> Exercise 1
Scale the listing below from its first line through the line containing "425,230,452,252", repeating every line, request included, with each bounding-box coordinate multiplied by 2.05 and rounded to a whole number, halves up. Leave the picture out of your answer.

> Text

-=-=-

INSERT Issue with hive-bigquery-storage-handler

173 views
Skip to first unread message

Vishal Verma

unread,
Feb 15, 2022, 10:33:41 PM2/15/22
to Google Cloud Dataproc Discussions
We have got a requirement from one of our client to setup Hive/Spark on VM and its connectivity with BigQuery. They don't want to use Dataproc as a solution for this.
We setup a VM with Hadoop/Hive and configured it with GCS and BigQuery connector. We got a reference from this repository (https://github.com/GoogleCloudDataproc/hive-bigquery-storage-handler)  and used it for our Hive-BigQuery connectivity. We are able to fetch record in Hive shell from underline BQ storage but somehow INSERTS are not working. It's showing us Success message but no records are inserted actually. I just followed these two steps.
i) Created table in Hive Shell:
CREATE TABLE bq_test (name string, age bigint)  
 STORED BY
 'com.google.cloud.hadoop.io.bigquery.hive.HiveBigQueryStorageHandler'
 TBLPROPERTIES (
 'bq.dataset'='poc_hive_bq',
 'bq.table'='hive_bq_tbl',
 'mapred.bq.project.id'='fk-batch-pocs',
 'mapred.bq.temp.gcs.path'='gs://poc_hive_bq/tmp',
 'mapred.bq.gcs.bucket'='poc_hive_bq'
 );
ii) Tried to insert record:
INSERT INTO bq_test VALUES ('Vishal', 33);

Let me know if you see any issue with the syntax which we are using here. Also attached image are output which we are getting after triggering insert statement. After running insert query it gives me Success message. See this image please. Above one is insert to BQ which is not inserting any record and 2nd one is insert to Hive native table which is working fine. Only difference I see between these two is highlighted one.

Note: We have tried it with external table as well. Also tested it with both Tez and MR execution engine.

Please guide as necessary.
hive_output.PNG

Mich Talebzadeh

unread,
Feb 16, 2022, 4:22:28 AM2/16/22
to Google Cloud Dataproc Discussions
You can deploy a single Dataproc node for this purpose. Anyway what versions of Hive, Spark etc you have installed on that VM?

HTH

Mich Talebzadeh

unread,
Feb 16, 2022, 5:23:24 AM2/16/22
to Google Cloud Dataproc Discussions
BTW what is the role of Spark here?

-=-=-

> Exercise 2
Write what comes next in the forum thread about Hive inserts into BigQuery, picking up after its last post.

-=-=-

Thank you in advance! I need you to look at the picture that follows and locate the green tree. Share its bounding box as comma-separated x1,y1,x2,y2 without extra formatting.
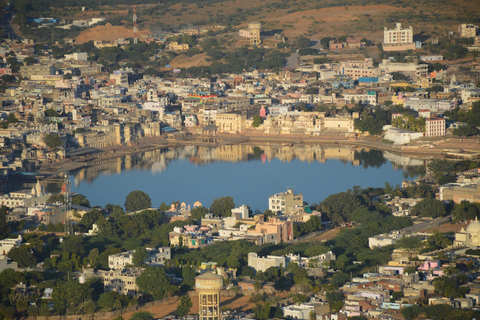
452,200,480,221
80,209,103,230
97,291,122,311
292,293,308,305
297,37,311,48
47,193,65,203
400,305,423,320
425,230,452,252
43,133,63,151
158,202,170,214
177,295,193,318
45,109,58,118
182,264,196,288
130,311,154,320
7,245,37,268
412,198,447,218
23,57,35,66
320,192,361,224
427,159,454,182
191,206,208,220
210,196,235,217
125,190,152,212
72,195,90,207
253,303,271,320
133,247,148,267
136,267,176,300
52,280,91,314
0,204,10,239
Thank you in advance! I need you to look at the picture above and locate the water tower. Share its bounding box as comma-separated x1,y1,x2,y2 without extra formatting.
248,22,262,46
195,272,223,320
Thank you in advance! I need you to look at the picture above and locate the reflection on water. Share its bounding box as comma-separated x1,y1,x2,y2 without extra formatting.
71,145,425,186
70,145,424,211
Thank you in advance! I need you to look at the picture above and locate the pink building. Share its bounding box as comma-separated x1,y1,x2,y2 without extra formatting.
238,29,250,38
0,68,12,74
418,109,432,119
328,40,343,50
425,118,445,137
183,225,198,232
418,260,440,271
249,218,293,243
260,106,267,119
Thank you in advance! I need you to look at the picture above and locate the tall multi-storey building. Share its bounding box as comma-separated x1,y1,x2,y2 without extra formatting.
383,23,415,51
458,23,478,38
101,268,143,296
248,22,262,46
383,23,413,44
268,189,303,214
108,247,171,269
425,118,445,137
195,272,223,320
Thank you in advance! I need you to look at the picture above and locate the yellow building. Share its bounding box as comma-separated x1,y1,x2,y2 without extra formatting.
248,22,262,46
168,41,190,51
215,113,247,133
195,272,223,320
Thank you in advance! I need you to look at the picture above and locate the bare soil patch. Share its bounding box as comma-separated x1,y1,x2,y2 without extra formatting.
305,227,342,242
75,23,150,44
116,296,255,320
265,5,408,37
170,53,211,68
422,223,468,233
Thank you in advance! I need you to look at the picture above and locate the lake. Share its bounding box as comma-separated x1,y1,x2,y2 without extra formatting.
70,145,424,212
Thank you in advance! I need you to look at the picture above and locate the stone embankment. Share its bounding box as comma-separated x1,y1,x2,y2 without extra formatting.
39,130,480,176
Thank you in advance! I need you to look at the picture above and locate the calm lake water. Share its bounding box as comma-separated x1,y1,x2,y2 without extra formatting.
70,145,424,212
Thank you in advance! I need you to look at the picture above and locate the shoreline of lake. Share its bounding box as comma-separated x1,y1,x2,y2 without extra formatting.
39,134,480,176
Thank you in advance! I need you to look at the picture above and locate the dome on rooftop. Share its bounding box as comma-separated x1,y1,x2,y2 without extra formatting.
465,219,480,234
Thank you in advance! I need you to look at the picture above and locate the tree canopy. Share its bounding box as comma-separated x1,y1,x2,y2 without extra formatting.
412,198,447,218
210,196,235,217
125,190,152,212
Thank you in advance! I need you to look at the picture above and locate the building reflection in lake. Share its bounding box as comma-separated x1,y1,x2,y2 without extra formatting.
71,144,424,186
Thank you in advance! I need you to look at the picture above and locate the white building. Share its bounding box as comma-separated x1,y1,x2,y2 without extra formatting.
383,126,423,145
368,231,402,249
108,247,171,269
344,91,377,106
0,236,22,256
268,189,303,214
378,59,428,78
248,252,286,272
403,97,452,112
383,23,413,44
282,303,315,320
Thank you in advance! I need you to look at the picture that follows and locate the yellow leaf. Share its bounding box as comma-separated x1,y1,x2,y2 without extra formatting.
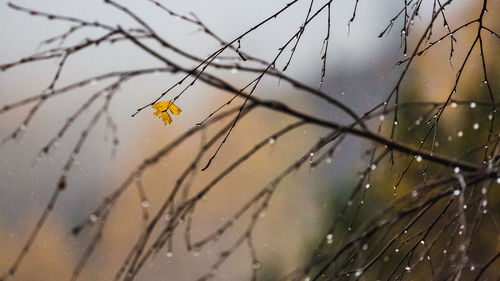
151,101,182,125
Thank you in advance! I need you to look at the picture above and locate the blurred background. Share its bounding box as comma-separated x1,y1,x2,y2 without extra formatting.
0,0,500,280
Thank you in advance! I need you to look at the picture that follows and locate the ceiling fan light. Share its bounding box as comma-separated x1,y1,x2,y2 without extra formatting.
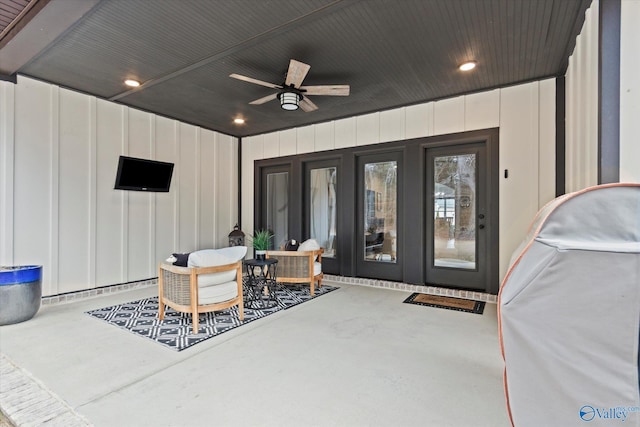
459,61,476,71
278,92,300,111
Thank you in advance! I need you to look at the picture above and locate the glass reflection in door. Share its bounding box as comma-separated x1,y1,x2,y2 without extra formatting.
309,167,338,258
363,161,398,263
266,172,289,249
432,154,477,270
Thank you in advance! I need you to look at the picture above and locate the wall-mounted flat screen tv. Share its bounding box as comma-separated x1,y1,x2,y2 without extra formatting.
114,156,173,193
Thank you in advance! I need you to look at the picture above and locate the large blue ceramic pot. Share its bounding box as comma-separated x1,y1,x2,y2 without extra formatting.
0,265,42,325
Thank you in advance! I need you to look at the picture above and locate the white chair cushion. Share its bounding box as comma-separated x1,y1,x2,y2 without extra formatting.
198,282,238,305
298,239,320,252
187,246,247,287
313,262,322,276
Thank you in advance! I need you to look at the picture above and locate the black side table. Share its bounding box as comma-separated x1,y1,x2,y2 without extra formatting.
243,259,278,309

-=-=-

> Answer 1
Thank you in advance! I need you to look at the picture that follows and locate the green tree. Share its bounding box as comma-separated x1,y1,x2,y2 without extra formatting.
927,410,984,453
164,428,211,472
199,597,250,638
599,601,631,625
609,76,638,98
96,396,133,416
820,625,867,656
871,472,927,517

> Answer 2
Your client wants to access BigQuery data in Hive but Hive is just another storage layer much like BigQuery. If you want to do processing BigQuery data and store it in Hive, you can use the Spark efficient BigQuery connector to do so and then do your etl and write from Spark to Hive. 

Vishal Verma

unread,
Feb 21, 2022, 7:52:04 AM2/21/22
to Google Cloud Dataproc Discussions
Actually they want to setup BigQuery with both Hive and Spark. I understand that Spark BQ connector is more efficient and most of the things are working with it but I need to implement Hive-BQ connectivity as well. So are you able to insert record from Hive to BQ table? Also this Hive-BQ storage connector internally using Avro file format. Can we somehow use other file format as well? Let me know if you have any inputs on these things.

Mich Talebzadeh

unread,
Feb 21, 2022, 10:52:25 AM2/21/22
to Google Cloud Dataproc Discussions
Where is your Hive in Cloud or on-premise?

Are you going to run your Spark in Dataproc or similar VM in GCP?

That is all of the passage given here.